_DOCUMENT EXTRACT_:
↓
The etymology is unclear. The Dictionnaire de l'Académie française dates the word from the 19th-century term bistro ("innkeeper") and suggests that it may be linked to the Poitevin word bistraud ("little servant") or to bistrouille ("cheap liquor"). It recommends the spelling "bistrot" in preference to "bistro".

The word was used to describe a drinking establishment, estaminet ("saloon"), or small popular local restaurant where alcoholic beverages were served. In the early part of the 19th century, the term "gargote" signified a basic style of restaurant, (Note: Defined by the Dictionnaire de l'Académie française as a "Restaurant à bas prix, où l'on sert une nourriture médiocre" − a low-cost restaurant, serving mediocre food.) but the term "bistro" or "bistrot" was not recorded until toward the end of the century. An early appearance of the term in print is in Les deux gosses by Pierre Decourcelle, published in 1880. (Note: "un 'bistrot' à côté de chez elle ou ils se réunissent tous." – "a 'bistrot' next to her house where they all meet".)

A popular folk etymology, not attested by the Dictionnaire de l'Académie française, claims that the word originated among Russian troops who, following the Battle of Paris in March 1814, occupied the city and visited these tiny places to drink a coffee. They might have shouted Bistro! Bistro! (ru) when they wished to be served quickly. This etymology has been dismissed by linguists, because there is no attestation to the occurrence of the term until the late 19th century.
↑
Referring expression data:
↓
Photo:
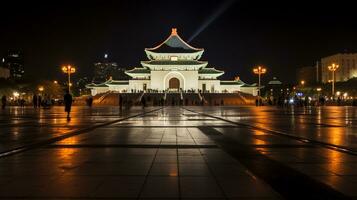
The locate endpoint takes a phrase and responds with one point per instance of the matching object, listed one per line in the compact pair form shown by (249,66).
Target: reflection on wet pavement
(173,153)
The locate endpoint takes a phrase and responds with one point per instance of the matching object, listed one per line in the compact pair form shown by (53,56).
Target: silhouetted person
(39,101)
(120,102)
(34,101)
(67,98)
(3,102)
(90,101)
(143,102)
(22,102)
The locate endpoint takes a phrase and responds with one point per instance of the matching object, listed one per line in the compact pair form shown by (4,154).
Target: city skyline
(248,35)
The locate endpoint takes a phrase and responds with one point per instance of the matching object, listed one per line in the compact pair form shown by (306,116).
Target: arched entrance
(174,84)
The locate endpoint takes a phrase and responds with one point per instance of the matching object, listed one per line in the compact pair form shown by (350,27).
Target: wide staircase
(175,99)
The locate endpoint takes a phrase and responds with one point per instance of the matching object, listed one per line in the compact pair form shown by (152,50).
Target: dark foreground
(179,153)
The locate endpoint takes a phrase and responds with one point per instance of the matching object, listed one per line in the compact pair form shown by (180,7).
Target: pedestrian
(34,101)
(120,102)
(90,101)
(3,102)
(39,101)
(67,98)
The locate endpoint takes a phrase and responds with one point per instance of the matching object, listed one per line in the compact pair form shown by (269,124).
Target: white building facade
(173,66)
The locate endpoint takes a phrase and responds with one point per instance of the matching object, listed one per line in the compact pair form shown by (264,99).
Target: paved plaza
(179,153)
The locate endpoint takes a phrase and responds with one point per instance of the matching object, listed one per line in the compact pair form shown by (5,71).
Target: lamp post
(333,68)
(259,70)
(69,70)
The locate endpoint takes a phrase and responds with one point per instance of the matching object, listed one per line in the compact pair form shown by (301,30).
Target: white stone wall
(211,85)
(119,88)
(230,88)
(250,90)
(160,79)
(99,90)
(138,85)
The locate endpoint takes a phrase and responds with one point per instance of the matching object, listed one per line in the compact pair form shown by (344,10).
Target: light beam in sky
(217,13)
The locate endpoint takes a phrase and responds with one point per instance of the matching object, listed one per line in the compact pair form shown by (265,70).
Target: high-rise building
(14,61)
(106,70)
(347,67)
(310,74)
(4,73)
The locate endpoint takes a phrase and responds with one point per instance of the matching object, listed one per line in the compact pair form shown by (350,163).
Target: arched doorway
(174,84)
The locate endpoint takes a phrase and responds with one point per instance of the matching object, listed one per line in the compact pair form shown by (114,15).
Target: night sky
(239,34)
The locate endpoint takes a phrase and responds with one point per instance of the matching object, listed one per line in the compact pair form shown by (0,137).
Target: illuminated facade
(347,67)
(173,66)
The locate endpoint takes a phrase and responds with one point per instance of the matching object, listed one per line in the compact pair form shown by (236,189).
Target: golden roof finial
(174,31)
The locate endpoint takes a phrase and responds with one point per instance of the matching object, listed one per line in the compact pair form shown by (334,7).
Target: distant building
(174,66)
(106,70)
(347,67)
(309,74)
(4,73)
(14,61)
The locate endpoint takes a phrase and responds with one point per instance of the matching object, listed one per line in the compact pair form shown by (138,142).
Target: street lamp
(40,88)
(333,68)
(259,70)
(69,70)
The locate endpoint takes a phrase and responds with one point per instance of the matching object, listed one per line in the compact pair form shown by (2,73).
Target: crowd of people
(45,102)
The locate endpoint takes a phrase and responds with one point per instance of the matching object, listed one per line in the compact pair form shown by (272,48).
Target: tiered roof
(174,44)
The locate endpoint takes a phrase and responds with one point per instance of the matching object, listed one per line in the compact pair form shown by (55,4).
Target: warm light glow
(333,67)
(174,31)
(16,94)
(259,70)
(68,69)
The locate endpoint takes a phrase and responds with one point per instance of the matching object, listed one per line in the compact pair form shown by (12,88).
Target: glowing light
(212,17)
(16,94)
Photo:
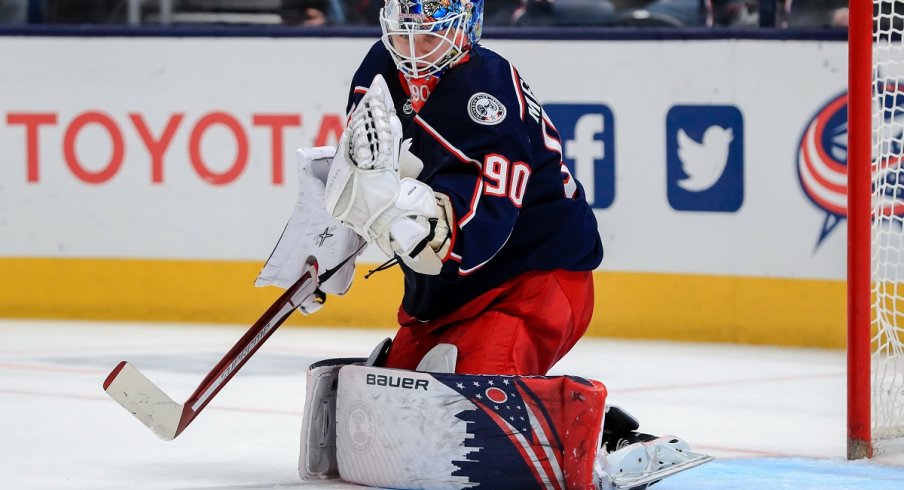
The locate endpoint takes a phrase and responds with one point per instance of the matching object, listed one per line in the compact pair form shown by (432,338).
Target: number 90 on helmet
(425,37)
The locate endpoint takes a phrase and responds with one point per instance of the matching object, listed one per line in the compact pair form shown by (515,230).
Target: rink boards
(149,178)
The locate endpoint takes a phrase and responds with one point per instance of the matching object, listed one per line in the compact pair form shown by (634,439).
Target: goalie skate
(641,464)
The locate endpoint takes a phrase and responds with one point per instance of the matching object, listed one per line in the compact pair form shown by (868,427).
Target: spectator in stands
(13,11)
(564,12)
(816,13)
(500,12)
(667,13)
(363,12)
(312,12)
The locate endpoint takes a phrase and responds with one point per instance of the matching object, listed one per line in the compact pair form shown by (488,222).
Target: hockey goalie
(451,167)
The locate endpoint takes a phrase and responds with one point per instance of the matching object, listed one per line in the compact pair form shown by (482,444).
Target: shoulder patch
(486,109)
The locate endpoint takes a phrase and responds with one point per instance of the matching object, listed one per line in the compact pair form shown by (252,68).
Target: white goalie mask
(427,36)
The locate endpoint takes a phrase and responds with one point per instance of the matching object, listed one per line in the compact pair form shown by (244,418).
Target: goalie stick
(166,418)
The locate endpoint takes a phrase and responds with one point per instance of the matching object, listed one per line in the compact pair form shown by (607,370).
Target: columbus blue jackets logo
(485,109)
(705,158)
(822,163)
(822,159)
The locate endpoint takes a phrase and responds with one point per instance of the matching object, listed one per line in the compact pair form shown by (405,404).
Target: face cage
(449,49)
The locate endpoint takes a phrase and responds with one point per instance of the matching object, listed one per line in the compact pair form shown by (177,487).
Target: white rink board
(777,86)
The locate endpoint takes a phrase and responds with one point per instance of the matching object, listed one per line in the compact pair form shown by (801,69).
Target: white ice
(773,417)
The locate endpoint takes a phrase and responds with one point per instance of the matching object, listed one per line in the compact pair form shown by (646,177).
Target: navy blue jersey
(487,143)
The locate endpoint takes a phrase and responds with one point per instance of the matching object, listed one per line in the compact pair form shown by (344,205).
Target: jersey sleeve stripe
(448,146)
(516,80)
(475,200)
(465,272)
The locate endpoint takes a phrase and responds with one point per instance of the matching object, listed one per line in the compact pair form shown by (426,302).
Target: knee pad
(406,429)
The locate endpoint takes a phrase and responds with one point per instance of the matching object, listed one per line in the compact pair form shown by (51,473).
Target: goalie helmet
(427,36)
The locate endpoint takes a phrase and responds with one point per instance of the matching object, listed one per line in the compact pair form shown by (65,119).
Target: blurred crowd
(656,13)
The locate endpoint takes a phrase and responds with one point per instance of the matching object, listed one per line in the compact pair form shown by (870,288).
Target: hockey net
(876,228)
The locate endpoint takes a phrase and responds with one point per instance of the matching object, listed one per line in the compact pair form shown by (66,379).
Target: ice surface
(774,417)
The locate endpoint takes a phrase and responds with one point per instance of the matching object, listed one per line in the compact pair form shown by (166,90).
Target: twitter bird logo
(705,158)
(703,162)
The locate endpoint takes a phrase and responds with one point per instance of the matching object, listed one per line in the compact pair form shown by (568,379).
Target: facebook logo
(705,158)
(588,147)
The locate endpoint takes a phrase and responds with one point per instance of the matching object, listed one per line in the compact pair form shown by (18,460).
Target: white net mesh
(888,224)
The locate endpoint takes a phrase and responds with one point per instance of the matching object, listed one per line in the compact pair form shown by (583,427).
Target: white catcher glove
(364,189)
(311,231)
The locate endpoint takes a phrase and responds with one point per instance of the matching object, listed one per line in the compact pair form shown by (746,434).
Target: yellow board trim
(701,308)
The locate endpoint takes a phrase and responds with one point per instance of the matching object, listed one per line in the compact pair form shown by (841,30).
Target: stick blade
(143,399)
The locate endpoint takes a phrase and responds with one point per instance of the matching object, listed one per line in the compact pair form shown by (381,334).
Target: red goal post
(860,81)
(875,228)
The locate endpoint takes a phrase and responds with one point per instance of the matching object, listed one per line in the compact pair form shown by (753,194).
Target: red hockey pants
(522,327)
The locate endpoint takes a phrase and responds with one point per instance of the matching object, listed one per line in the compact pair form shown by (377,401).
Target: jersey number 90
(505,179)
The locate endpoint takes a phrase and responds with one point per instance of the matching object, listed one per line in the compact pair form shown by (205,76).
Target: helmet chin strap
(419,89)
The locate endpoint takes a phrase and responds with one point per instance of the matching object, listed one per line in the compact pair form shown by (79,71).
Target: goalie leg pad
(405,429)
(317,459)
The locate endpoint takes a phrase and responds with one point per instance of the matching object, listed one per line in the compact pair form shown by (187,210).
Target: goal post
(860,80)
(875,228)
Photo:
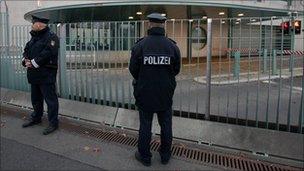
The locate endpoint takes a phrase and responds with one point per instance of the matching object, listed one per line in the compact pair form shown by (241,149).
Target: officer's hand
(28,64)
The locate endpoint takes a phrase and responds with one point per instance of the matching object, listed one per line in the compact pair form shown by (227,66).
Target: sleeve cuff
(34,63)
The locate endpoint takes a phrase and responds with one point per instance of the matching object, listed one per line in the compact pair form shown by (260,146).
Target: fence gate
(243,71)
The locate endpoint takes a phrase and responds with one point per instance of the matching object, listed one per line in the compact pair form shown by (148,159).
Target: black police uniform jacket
↑
_REQUIRED ACTIONS_:
- a) Repeat the passage on the origin of the word "bistro" word for word, starting at "A popular folk" and ending at "late 19th century.".
- b) Pick up the passage on the origin of the word "bistro" after its last sentence and continue it.

_ACTIVITY ANSWERS_:
- a)
A popular folk etymology, not attested by the Dictionnaire de l'Académie française, claims that the word originated among Russian troops who, following the Battle of Paris in March 1814, occupied the city and visited these tiny places to drink a coffee. They might have shouted Bistro! Bistro! (ru) when they wished to be served quickly. This etymology has been dismissed by linguists, because there is no attestation to the occurrence of the term until the late 19th century.

- b)
== Evolution ==
The bistro became familiar in France throughout the 19th century. During this period, the Auvergnats (French people originating from the Auvergne region), often called the "bougnats", transformed and developed the French bistro. Indeed, they started to offer meats with their choice of wines and spirits. Another older definition of bistro is a wine merchant serving simple cuisine along with tasting samples of offered wines to potential buyers.

In the 20th century these places became very popular and widely represented the diversity of Parisian life. More than that, bistros became the hallmark of the French lifestyle and inspired a multitude of artists (painters, photographers, writers, etc.).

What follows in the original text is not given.